Written exercise
Extract each line from the rows below that contains the string "recessed", and reproduce those lines verbatim.

start Entries provided

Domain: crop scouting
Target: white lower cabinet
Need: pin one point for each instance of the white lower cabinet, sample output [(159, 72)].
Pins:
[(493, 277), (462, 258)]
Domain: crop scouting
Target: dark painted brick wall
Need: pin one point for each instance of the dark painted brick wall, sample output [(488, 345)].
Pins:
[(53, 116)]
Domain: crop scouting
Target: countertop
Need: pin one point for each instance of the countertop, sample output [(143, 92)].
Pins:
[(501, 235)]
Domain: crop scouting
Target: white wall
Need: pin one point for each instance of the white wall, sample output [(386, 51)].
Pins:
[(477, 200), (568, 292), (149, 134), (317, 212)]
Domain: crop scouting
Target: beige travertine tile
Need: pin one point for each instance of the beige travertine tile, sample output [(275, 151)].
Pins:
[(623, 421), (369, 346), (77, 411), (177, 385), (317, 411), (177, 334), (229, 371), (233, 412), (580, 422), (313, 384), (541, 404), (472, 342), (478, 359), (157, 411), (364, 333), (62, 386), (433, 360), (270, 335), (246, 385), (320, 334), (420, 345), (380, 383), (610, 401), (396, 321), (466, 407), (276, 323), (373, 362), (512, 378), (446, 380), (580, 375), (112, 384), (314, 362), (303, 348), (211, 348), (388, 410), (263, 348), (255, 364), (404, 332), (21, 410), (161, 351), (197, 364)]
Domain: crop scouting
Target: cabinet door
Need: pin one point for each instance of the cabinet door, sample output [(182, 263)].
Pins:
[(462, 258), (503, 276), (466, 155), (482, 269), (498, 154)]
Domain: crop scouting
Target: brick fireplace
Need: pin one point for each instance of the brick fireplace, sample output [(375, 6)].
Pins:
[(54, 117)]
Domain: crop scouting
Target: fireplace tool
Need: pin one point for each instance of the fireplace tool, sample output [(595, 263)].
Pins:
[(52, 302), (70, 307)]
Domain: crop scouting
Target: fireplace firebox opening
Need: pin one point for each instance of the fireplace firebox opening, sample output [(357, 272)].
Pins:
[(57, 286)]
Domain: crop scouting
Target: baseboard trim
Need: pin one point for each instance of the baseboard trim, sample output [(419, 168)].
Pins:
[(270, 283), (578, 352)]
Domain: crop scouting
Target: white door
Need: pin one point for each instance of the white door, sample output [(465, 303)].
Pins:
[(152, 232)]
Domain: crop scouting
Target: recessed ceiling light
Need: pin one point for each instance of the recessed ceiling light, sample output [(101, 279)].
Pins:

end Entries provided

Exercise output
Target: recessed ceiling light
Need: pin one point for each instance of the recessed ceiling light, sample output [(101, 279)].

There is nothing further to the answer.